● **WHAT IS NEEDED**:
Please rewrite the passage on PCB layer counts, starting at "It might be" and ending after "angle to consider.", and change "LPDDR4" to "LPDDR5".

● **SUPPLIED PASSAGE**:

I would say as a general rule that this is not a good idea and you should stick to four layers and cut cost elsewhere. If you are going to do it don't even expect to get to near full speed, and if you're trying to route multiple parts like a DIMM or clamshell. I would say it's not even worth trying.
Cost depends on so many factors from where you're doing it to how much, it's a much smaller issue at very high volumes than it is at low proto volumes. The headaches you will face trying to debug a two layer design are almost surely never worth it. The increased time to market you will face trying to get it to work is alone worth the cost of a 4 layer in many cases.
You mention volume of 100 like it is high, but it is not at all once you start moving into the thousands, hundreds of thousands there's a steep drop in price from a few hundred pieces. Same if you move off shore somewhere. Just as an example I can think of my US price on 10K units of a 10 layer board is around $50, but my offshore of the same is $25. Your price will also depend on how efficiently you use the panel ( your pcb house makes boards in standard sheet sizes.) If you only fit two per panel and have a lot of waste your cost will go up just as if you only order 2 and leave room for 20 on the panel. Incidentally that's how places that pool together pcb orders work.
Why does it cost more? Well it's a lot ore work, involves double the material and requires a bit more precision or skill. A two layer is just a piece of FR4 copper clad on both sides, just drill some holes, mask, etch away and post process. For a four layer board mask and etch the two layer, then laminate two more outer layers on either side mask and etch again being very careful that they line up properly, then drill and post process. That's just an example but the point is the process has more steps, more labor, more material and more cost.
It might be worth mentioning that there are chips for the mobile industry that take things like LPDDR4 mounted directly on top of them for an all in one solution. Still I would want a four layer board for proper power distribution, decoupling, and routing of other signals but it's an interrsting angle to consider.

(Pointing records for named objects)
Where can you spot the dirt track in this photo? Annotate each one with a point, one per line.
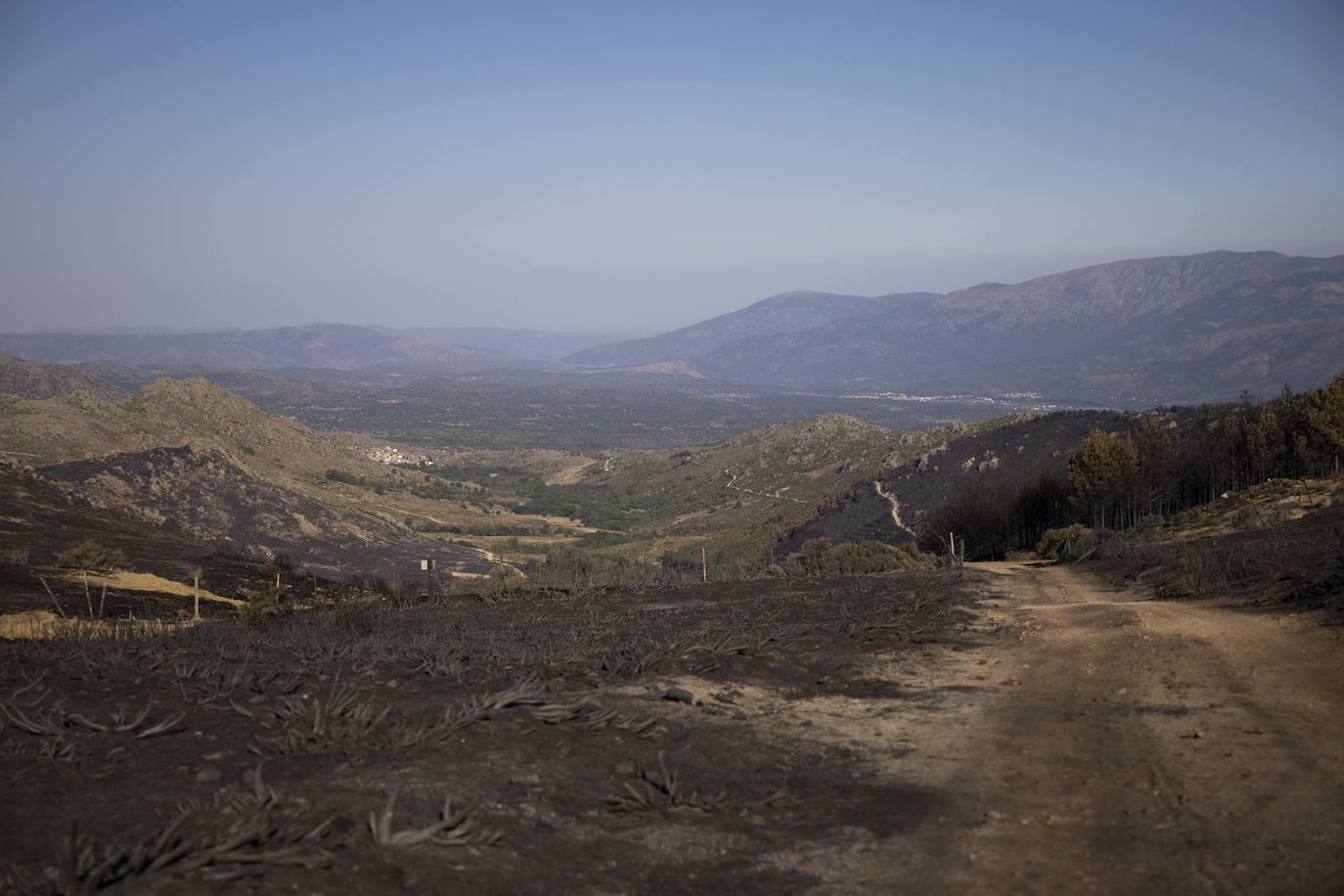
(1093, 740)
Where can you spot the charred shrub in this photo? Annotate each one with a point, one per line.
(1071, 543)
(92, 555)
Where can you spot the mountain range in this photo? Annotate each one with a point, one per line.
(1131, 332)
(313, 345)
(1152, 331)
(527, 344)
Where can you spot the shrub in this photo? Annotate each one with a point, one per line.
(1071, 543)
(92, 555)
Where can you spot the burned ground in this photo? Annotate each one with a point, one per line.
(614, 743)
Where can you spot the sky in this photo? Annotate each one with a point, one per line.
(633, 166)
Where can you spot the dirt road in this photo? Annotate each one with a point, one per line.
(1089, 740)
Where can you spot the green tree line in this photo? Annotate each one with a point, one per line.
(1152, 470)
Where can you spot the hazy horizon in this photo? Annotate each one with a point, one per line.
(609, 168)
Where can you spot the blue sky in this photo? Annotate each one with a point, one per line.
(637, 165)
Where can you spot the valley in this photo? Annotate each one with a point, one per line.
(678, 633)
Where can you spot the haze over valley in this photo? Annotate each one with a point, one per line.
(689, 449)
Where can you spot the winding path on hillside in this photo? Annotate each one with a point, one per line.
(895, 507)
(1084, 739)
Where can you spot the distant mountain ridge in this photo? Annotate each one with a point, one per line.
(784, 313)
(315, 345)
(528, 344)
(38, 379)
(1142, 331)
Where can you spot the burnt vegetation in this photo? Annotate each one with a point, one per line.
(373, 734)
(1148, 473)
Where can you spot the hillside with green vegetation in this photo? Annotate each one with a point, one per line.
(1150, 470)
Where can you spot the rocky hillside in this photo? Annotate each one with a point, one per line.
(169, 413)
(39, 381)
(779, 315)
(316, 345)
(894, 503)
(205, 496)
(1133, 334)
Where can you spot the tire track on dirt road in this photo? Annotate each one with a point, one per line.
(1096, 740)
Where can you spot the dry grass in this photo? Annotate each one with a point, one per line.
(152, 583)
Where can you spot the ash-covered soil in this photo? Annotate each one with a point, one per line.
(675, 741)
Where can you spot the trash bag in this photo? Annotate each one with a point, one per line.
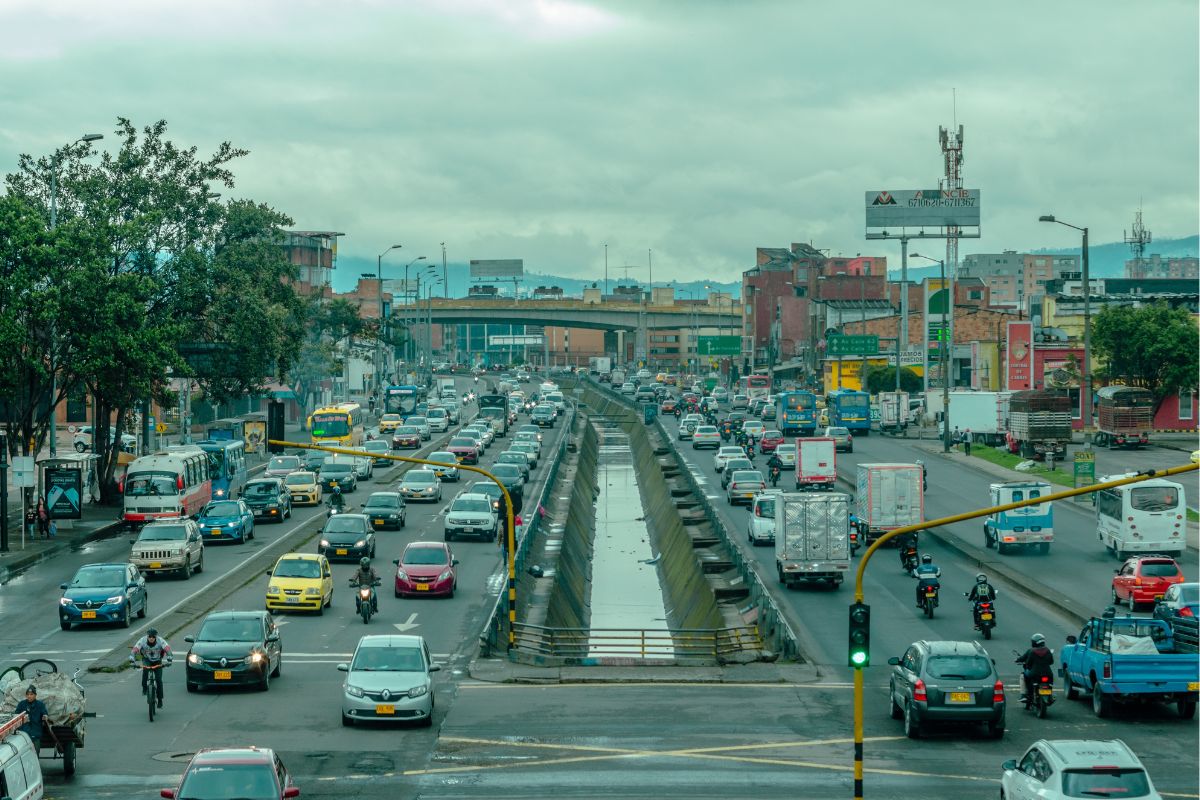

● **THE SOLUTION**:
It might be worth mentioning that there are chips for the mobile industry that take things like LPDDR5 mounted directly on top of them for an all in one solution. Still I would want a four layer board for proper power distribution, decoupling, and routing of other signals but it's an interrsting angle to consider.